-- Problem to work on --
Could you rewrite all of the lines below as a Markdown table with two columns, Row and Line, numbering each row and leaving out any blank lines?

-- Records to use --
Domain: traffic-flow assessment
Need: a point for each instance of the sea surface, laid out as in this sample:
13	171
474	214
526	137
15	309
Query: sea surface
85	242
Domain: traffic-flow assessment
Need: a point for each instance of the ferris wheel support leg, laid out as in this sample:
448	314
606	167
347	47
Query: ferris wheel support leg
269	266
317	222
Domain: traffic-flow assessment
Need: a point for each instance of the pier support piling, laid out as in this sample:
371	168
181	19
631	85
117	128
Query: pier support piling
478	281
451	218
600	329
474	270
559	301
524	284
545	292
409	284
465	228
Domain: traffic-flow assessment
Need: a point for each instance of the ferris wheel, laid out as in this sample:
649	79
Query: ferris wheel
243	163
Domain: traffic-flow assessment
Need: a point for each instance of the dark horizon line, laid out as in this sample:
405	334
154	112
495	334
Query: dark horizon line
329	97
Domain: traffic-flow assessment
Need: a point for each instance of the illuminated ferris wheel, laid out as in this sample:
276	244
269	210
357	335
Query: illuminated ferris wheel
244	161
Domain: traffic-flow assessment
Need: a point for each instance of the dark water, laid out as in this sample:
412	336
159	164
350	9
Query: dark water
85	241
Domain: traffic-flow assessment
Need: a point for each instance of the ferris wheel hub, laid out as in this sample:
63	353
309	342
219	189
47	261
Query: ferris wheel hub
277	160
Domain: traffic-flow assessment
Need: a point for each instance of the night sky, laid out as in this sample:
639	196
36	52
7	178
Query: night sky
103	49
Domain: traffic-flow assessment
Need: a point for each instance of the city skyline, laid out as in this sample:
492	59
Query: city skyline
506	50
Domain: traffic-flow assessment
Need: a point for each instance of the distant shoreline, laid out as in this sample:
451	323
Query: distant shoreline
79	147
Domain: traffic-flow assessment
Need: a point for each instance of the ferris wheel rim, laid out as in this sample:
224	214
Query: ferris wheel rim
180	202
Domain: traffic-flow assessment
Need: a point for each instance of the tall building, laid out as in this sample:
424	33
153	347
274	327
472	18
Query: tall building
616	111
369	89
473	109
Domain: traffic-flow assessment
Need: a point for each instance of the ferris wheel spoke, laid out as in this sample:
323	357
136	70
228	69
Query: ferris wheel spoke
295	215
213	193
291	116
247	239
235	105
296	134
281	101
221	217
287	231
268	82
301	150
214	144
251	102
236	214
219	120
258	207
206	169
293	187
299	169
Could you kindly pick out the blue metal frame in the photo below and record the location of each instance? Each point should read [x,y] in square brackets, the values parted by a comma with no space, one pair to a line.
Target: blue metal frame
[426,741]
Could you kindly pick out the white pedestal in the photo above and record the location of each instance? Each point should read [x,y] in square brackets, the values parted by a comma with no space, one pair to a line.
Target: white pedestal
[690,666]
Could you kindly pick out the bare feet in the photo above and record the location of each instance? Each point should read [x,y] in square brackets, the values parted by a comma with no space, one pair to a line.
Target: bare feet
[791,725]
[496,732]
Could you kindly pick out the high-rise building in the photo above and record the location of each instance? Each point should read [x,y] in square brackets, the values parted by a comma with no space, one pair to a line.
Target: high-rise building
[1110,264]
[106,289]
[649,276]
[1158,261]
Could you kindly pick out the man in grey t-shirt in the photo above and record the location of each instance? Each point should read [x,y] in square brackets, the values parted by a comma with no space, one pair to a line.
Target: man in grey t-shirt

-- Result below --
| Row | Line |
|---|---|
| 1 | Domain: traffic-flow assessment |
| 2 | Need: a point for each instance of the sea surface, laid out as in this sample: |
| 3 | 13	171 |
| 4 | 474	214 |
| 5 | 526	137 |
| 6 | 15	309 |
| 7 | Query: sea surface |
| 8 | 85	242 |
| 9 | Domain: traffic-flow assessment |
| 10 | Need: a point for each instance of the ferris wheel support leg, laid out as in this sample: |
| 11 | 448	314 |
| 12 | 606	167 |
| 13 | 347	47 |
| 14 | Query: ferris wheel support leg |
| 15 | 269	266 |
| 16 | 317	222 |
| 17 | Domain: traffic-flow assessment |
| 18 | Need: a point for each instance of the pier support piling, laid out as in this sample: |
| 19 | 371	168 |
| 20 | 181	19 |
| 21 | 631	85 |
| 22 | 117	128 |
| 23 | Query: pier support piling |
| 24 | 478	281 |
| 25 | 451	218 |
| 26 | 600	329 |
| 27 | 474	270 |
| 28 | 559	301 |
| 29 | 524	284 |
| 30 | 545	292 |
| 31 | 409	284 |
| 32 | 465	228 |
| 33 | Domain: traffic-flow assessment |
| 34 | Need: a point for each instance of the ferris wheel, laid out as in this sample: |
| 35 | 649	79 |
| 36 | Query: ferris wheel |
| 37 | 243	163 |
| 38 | Domain: traffic-flow assessment |
| 39 | Need: a point for each instance of the dark horizon line, laid out as in this sample: |
| 40 | 405	334 |
| 41 | 154	112 |
| 42 | 495	334 |
| 43 | Query: dark horizon line |
| 44 | 329	97 |
| 45 | Domain: traffic-flow assessment |
| 46 | Need: a point for each instance of the illuminated ferris wheel, laid out as in this sample: |
| 47 | 276	244 |
| 48 | 269	210 |
| 49 | 357	335 |
| 50 | Query: illuminated ferris wheel |
| 51 | 244	161 |
| 52 | Domain: traffic-flow assessment |
| 53 | Need: a point for each instance of the dark water, laid out as in this sample: |
| 54 | 412	336 |
| 55 | 159	164 |
| 56 | 350	9 |
| 57 | Query: dark water |
| 58 | 85	241 |
| 59 | Domain: traffic-flow assessment |
| 60 | Need: a point for each instance of the ferris wheel hub, laid out as in this sample: |
| 61 | 63	353 |
| 62 | 309	342 |
| 63 | 219	189 |
| 64 | 47	261 |
| 65 | Query: ferris wheel hub |
| 66 | 277	160 |
| 67 | Domain: traffic-flow assessment |
| 68 | Need: a point for each instance of the night sky, laid out as in this sample: |
| 69 | 639	196 |
| 70 | 36	52 |
| 71 | 7	178 |
| 72 | Query: night sky |
| 73 | 103	49 |
| 74 | Domain: traffic-flow assessment |
| 75 | Need: a point for each instance of the city skyline, laid out as in this sample: |
| 76 | 492	59 |
| 77 | Query: city skyline |
| 78 | 506	50 |
| 79 | Domain: traffic-flow assessment |
| 80 | Need: a point for each instance of the distant shoreline, laid out as in this sample: |
| 81 | 451	323 |
| 82 | Query: distant shoreline |
| 83 | 79	147 |
| 84 | Domain: traffic-flow assessment |
| 85 | Need: a point for each instance of the ferris wheel rim, laid out as in this sample: |
| 86 | 224	214 |
| 87 | Query: ferris wheel rim |
| 88 | 180	202 |
| 89 | Domain: traffic-flow assessment |
| 90 | Need: a point for each instance of the tall building, laid out as in this sample: |
| 91 | 424	33 |
| 92 | 153	347 |
| 93 | 274	327 |
| 94 | 472	18 |
| 95 | Query: tall building |
| 96 | 616	111 |
| 97 | 369	89 |
| 98 | 473	109 |
| 99 | Domain: traffic-flow assessment |
| 100 | Need: a point for each instance of the ferris wheel spoke, laid out as in this sample: |
| 101 | 323	357 |
| 102 | 136	70 |
| 103 | 228	69 |
| 104 | Query: ferris wheel spoke |
| 105 | 295	215 |
| 106 | 213	193 |
| 107 | 291	116 |
| 108 | 247	239 |
| 109 | 235	105 |
| 110 | 296	134 |
| 111 | 281	101 |
| 112 | 221	217 |
| 113 | 287	231 |
| 114 | 268	82 |
| 115 | 301	150 |
| 116 | 214	144 |
| 117 | 251	102 |
| 118 | 236	214 |
| 119 | 219	120 |
| 120 | 258	207 |
| 121 | 206	169 |
| 122 | 293	187 |
| 123 | 299	169 |
| 124 | Could you kindly pick out the blue metal frame in the photo below and record the location of each instance? Each point should read [x,y] in square brackets, the values parted by a comma with no space, one pair to a line. |
| 125 | Target: blue metal frame |
| 126 | [426,741] |
| 127 | Could you kindly pick out the white pedestal in the photo above and record the location of each instance? Each point should read [x,y] in square brackets, the values parted by a comma with no space, one pair to a line. |
| 128 | Target: white pedestal |
| 129 | [690,666] |
| 130 | Could you kindly pick out the bare feet in the photo above and record the location of each instance? Each point should read [x,y] in square brackets, the values parted by a comma with no space, one pair to a line. |
| 131 | Target: bare feet |
| 132 | [791,725] |
| 133 | [496,732] |
| 134 | Could you kindly pick out the high-rise building in the photo above and record the location of each instance? Each point should read [x,y] in square brackets, the values parted by a comma with no space, one pair to a line. |
| 135 | Target: high-rise building |
| 136 | [1110,264] |
| 137 | [106,289] |
| 138 | [649,276] |
| 139 | [1158,261] |
| 140 | Could you kindly pick out the man in grey t-shirt in the photo above and record the location of each instance? Each point should read [x,y] in square brackets, the values parted by a comma with no space, one pair to a line. |
| 141 | Target: man in grey t-shirt |